══ Texto fornecido ══
O Código de Trânsito Brasileiro,
promulgado em 1997, foi um passo fundamental para o reconhecimento da bicicleta
como veículo e desse reconhecimento é possível enfatizar grandes acertos e
grandes erros.
Um grande acerto é o reconhecimento de que o ciclista
empurrando sua bicicleta equivale ao pedestre em direitos e deveres (Artigo 68).
Um grande erro foi na redação do Artigo 201 que estabelece multa para os
veículos motorizados que deixarem de ultrapassar o ciclista com uma distância
menor do que 1,5 metros.
O Artigo 68 foi especialmente feliz por dar
pista ao caráter misto do ciclista, um híbrido de pedestre e veículo. A
bicicleta é ao mesmo tempo um e outro e portanto requer um conjunto de regras
distintas daquelas que se aplicam aos demais veículos e aos pedestres. O
entendimento da bicicleta como esse híbrido é fundamental para um planejamento
urbano em favor das pessoas.
Já o Artigo 201 foi infeliz em tipificar uma
distância exata que buscasse proteger o ciclista que trafegue junto ao trânsito
motorizado. O erro não está na intenção, mas na dificuldade de fazer valer a regra onde interessa, nas ruas. O
código de trânsito da Califórnia, nos Estados Unidos, buscou outro recurso para
buscar proteger os ciclistas, garantir que, em faixas de rolamento muito
estreitas, o ciclista tem direito a fazer uso da faixa por
completo.
Mas nenhuma
legislação por si só é capaz de garantir comportamentos adequados por parte de
todos os cidadãos, nesses casos é preciso trabalhar para além de leis escritas
em papel, é preciso intervir diretamente nas ruas com infraestrutura que garanta
a segurança de todos e que vá além de placas de sinalização e orientações
escritas em geral.
═══
Tarefa proposta A:
Transcreva o trecho do texto sobre a bicicleta no Código de Trânsito Brasileiro que vai de "Um grande erro" a "que 1,5 metros.", incluindo essas duas passagens.
Tarefa proposta B:
Dê sequência ao texto sobre a bicicleta no Código de Trânsito Brasileiro a partir do ponto em que ele termina.
══ Dados brutos ══
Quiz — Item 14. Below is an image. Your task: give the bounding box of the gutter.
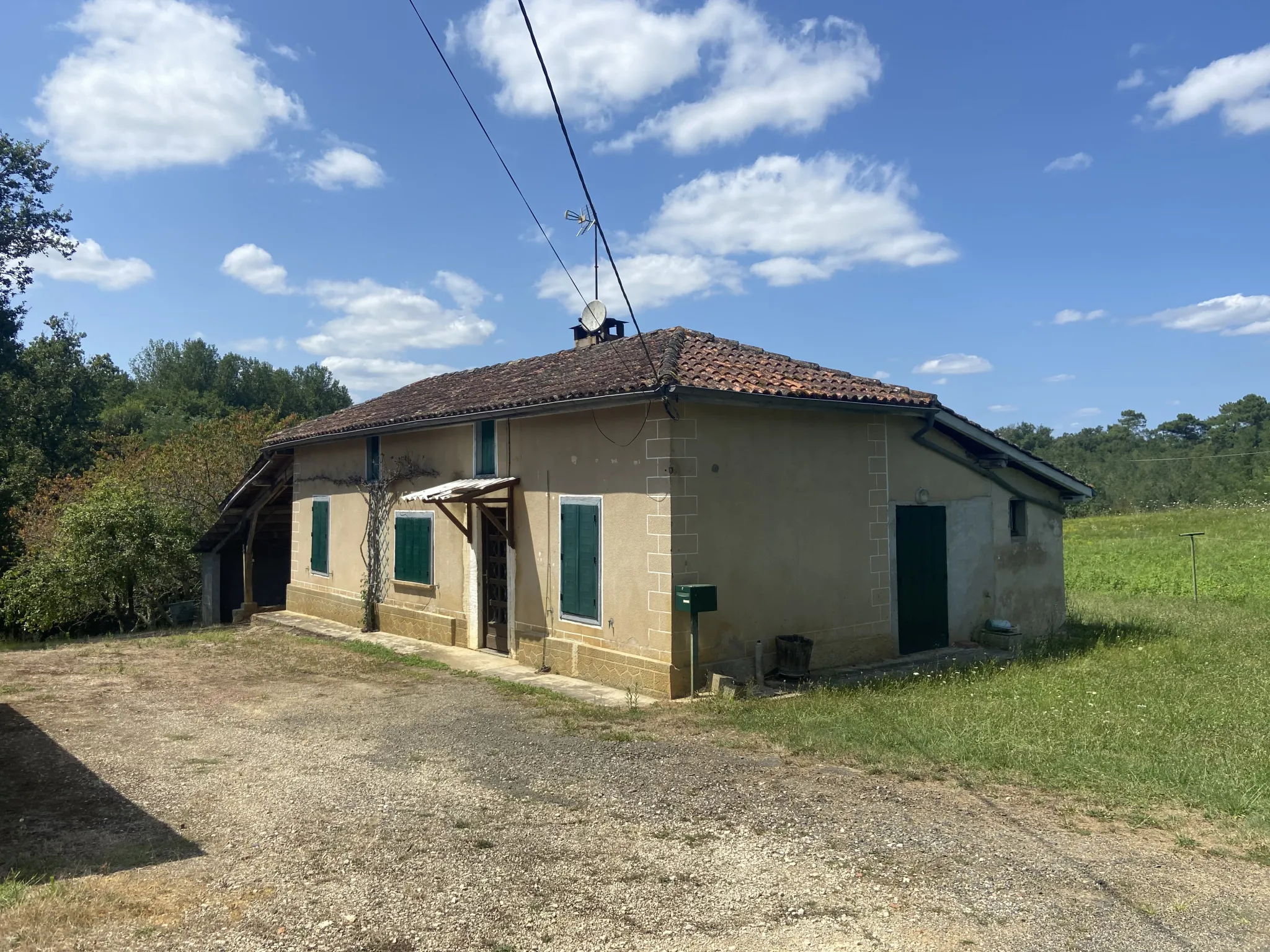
[913,412,1067,515]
═══
Resposta correta A:
Um grande erro foi na redação do Artigo 201 que estabelece multa para os
veículos motorizados que deixarem de ultrapassar o ciclista com uma distância
menor do que 1,5 metros.

Resposta correta B:
São necessários dispositivos de fiscalização, adotados
até dentro de condomínios particulares, mas, além disso, é preciso
que as ruas sejam vistas e sentidas como espaços de circulação de pessoas em que
os veículos automotores respeitam a hierarquia de que o maior deve proteger o
menor. Tal regra está exemplificada na legislação de trânsito de alguns países
europeus que usam a previsão de culpa do condutor dos veículos mais pesados que
por ventura atinjam pedestres ou ciclistas. Significa dizer que em caso de
atropelamento todo motorista é culpado até que se prove o contrário. Uma lei tão
rígida, seguida das devidas punições tem um efeito direto na segurança
viária.
Enquanto a legislação brasileira de trânsito garantir o direito
pleno de transgredir regras sem punição e a infraestrutura viária favorecer a
circulação motorizada sem limites e sem atenção à vida que segue fora dos
veículos motorizados, continuaremos campeões mundiais de mortes no trânsito e
com um dos melhores códigos de trânsito jamais redigidos.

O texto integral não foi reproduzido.